WHAT NEEDS TO BE DONE - Copy the following records verbatim, line for line, from first to last.

-- START DATA TO USE --

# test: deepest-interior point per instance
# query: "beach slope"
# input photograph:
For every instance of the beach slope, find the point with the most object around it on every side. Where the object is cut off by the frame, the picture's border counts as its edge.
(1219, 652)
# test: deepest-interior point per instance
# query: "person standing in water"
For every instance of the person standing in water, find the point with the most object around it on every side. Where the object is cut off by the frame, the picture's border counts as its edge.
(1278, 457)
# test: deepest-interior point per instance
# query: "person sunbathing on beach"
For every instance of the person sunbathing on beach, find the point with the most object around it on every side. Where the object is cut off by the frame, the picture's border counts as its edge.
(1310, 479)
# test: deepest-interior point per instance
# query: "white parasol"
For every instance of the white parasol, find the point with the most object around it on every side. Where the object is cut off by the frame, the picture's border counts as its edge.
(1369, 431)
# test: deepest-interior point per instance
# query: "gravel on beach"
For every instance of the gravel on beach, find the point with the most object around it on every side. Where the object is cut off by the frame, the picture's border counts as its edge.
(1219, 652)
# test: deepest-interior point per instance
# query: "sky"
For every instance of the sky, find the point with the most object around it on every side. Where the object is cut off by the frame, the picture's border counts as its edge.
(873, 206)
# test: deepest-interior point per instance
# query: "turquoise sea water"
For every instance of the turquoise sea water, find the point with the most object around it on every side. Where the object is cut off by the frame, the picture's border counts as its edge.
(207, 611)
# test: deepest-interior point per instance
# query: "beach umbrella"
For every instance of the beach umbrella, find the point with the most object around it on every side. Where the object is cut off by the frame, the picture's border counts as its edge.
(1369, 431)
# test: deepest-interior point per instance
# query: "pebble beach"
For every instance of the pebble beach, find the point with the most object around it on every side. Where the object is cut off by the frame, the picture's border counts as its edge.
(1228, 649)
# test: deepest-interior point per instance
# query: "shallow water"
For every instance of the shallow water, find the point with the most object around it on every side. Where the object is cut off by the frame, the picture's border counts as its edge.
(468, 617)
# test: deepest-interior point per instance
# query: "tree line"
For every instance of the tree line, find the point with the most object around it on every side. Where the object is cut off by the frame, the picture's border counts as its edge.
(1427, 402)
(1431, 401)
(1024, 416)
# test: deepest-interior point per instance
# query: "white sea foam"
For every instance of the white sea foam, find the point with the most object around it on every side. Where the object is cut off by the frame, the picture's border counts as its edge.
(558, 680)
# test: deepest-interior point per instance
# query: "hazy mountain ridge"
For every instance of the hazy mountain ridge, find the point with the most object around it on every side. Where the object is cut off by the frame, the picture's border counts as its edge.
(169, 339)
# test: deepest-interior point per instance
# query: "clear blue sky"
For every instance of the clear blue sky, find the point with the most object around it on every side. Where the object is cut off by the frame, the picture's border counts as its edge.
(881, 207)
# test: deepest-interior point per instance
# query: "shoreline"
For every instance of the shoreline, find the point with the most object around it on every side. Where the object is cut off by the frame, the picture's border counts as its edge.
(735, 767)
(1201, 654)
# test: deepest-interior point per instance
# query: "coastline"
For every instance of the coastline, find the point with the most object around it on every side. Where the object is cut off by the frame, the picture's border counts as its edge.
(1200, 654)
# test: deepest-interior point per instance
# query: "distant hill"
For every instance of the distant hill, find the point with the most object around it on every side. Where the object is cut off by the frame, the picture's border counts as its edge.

-- END DATA TO USE --

WRITTEN RESPONSE -
# test: deepest-interior point per instance
# query: "beach slope"
# input photograph:
For every instance of the beach slope, find the point with the most object around it on every side. Where the object is cut off by the frame, the picture's border counts as its edge.
(1219, 652)
# test: deepest-interior point per instance
# query: "person standing in water"
For every instance of the person standing in water, find the point with the most object around it on every side. Where the object is cut off by the frame, the picture's border counts as its edge.
(1278, 457)
# test: deepest-interior point per instance
# query: "person sunbathing on beach"
For every instance of the person sunbathing on beach, find the point with the most object around it on every side. Where the object is cut off by the frame, the picture's border counts as its edge.
(1310, 479)
# test: deepest-interior point per instance
# query: "white parasol"
For every instance of the white parasol, find the point with the most object around it on every side. Where the object is cut off by the frame, the picture's border counts as its edge.
(1369, 431)
# test: deepest-interior point per instance
# query: "gravel on beach"
For every instance of the gravel on beach, find the point with the most object around it on every side. Where the object is cut off by the frame, the picture's border counts as its edge.
(1219, 652)
# test: deepest-interior point per instance
# query: "sky"
For every instance of the sky, find the point with the most object around it on every side. Where the object is cut off by the frame, the picture's border counts as its edge.
(873, 206)
# test: deepest-interior point per instance
# query: "turquoise sea water"
For every instance of the turquoise sea water, find the point with the most object around it on every side. Where the object is cut off by the frame, the picture's border counts as its edge.
(207, 611)
# test: deepest-interior point per instance
# query: "beach umbrella"
For every instance of the beach umbrella, find the point with the most object around it on every side. Where the object is cut off by the frame, the picture's border counts as its edge.
(1369, 431)
# test: deepest-interior point per instance
# query: "pebble beach"
For every instance of the pebble beach, find the point with the most object around it on every side. Where the object is cut off by the frame, the picture's border counts as its edge.
(1228, 649)
# test: deepest-interior point per instance
# query: "shallow water"
For every instance of the shallow water, find the point with the most object around it on every side. Where the object is cut off by the frame, the picture's border counts as its edge.
(468, 617)
# test: deepest-interior point per instance
# query: "tree line"
For every instance of the tree line, find the point with the most object around it on every side. Where the object is cut off by the frame, the picture's border counts as its edge.
(1427, 402)
(1431, 401)
(1024, 416)
# test: deepest-interior point per instance
# query: "white sea foam"
For every instance of the white sea foam, find the point with the most object around it on every side. Where the object is cut off by the frame, the picture's border counts as its edge.
(558, 680)
# test: deepest-interior point per instance
# query: "hazy mountain ridge"
For every instance of the hazy mountain ridge, find the point with the most object around it on every side. Where the object is cut off by the frame, the picture's border counts as its edge.
(169, 339)
# test: deepest-interior point per instance
# query: "clear blue sky"
For every instance of the clear blue sky, find the point with the most object around it on every side. Where the object is cut off by the frame, the picture's border counts as its edge.
(881, 207)
# test: deepest-interior point per instance
# query: "shoreline"
For every instance of the shoreline, find the point with the most object around it on every side. Where the object is cut off by the frame, the picture's border counts as its edge.
(735, 767)
(1201, 654)
# test: deepest-interior point per instance
# query: "coastline"
For every instance of the coastline, find the point with the most object around it on every side. Where the object is cut off by the frame, the picture's border counts as its edge.
(1200, 654)
# test: deepest-interior point per instance
# query: "distant hill"
For every instance of the distant hill, find the point with the most object around it on every side. Where the object is cut off by the frame, the picture's border counts as its edge.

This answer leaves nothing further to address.